Problem details.
Copy out the lines below word for word, starting at the line that contains "Every instance of the wall" and ending at the line that contains "x=281, y=58", with both of those lines included.

Information given.
- - - - -

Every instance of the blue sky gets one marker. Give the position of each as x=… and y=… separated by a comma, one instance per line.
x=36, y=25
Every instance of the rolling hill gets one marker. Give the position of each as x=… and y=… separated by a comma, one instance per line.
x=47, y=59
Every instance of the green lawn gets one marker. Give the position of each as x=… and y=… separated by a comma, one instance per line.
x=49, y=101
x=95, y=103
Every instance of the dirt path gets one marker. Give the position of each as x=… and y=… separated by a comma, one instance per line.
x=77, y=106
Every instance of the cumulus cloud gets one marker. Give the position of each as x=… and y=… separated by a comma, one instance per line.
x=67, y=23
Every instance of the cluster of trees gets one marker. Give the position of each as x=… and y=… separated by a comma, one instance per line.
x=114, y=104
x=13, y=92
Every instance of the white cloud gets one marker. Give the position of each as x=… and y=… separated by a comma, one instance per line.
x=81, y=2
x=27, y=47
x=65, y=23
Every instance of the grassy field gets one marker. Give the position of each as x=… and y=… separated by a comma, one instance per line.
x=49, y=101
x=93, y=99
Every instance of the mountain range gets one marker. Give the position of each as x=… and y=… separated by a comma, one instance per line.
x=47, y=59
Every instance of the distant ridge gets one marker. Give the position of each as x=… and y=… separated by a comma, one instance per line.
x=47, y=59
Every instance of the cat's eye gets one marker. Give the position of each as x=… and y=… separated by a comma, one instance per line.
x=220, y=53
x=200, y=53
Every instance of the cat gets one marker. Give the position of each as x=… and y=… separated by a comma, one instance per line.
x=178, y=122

- - - - -

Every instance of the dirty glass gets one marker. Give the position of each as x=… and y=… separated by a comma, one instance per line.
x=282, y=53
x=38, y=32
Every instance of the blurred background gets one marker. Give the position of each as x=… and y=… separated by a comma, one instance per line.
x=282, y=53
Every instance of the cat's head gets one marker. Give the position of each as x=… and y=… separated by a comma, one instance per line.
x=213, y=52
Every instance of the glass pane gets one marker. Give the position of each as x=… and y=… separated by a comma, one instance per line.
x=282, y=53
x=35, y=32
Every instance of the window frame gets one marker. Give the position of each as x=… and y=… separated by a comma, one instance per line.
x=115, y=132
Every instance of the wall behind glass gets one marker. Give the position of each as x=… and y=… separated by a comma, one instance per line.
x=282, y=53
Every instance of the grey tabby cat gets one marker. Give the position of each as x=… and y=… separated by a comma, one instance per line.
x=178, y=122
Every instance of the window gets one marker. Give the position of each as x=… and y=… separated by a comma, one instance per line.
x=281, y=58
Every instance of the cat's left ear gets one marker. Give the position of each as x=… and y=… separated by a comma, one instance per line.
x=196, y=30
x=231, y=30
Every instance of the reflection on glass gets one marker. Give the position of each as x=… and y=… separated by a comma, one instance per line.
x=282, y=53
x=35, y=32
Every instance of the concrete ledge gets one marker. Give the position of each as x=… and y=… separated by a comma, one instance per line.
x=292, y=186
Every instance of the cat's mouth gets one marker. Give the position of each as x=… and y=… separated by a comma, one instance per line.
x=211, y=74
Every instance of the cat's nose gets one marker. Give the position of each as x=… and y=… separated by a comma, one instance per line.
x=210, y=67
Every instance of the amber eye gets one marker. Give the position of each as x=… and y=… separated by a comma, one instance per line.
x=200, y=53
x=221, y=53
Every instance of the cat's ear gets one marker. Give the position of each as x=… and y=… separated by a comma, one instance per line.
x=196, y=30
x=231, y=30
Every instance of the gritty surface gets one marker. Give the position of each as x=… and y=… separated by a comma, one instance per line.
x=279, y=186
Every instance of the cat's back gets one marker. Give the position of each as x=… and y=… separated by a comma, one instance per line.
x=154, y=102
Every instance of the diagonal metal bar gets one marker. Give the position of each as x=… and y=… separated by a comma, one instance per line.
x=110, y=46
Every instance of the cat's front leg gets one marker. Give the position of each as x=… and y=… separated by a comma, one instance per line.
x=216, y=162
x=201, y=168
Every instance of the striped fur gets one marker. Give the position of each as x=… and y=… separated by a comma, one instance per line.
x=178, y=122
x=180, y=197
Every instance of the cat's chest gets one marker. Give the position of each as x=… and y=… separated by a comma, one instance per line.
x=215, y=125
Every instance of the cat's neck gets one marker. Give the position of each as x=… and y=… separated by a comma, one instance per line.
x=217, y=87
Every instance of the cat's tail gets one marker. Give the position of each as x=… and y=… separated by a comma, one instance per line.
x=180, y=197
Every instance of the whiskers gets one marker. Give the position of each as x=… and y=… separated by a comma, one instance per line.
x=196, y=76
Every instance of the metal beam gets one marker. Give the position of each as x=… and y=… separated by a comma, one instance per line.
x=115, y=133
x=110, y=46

- - - - -

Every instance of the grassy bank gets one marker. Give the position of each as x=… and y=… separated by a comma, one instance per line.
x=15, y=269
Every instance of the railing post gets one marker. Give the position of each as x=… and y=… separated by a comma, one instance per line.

- - - - -

Output below.
Every instance of the wall behind glass gets one marker. Give the position of each as x=… and y=… separated by a comma, one instance per line.
x=282, y=53
Every instance of the grey tabby cat gets one marker. Give the position of each as x=… and y=… separated by a comma, one instance per line.
x=178, y=122
Every instance of the window gets one marker. Give the position of each as x=… and y=… separated by a comma, one instance per line.
x=281, y=58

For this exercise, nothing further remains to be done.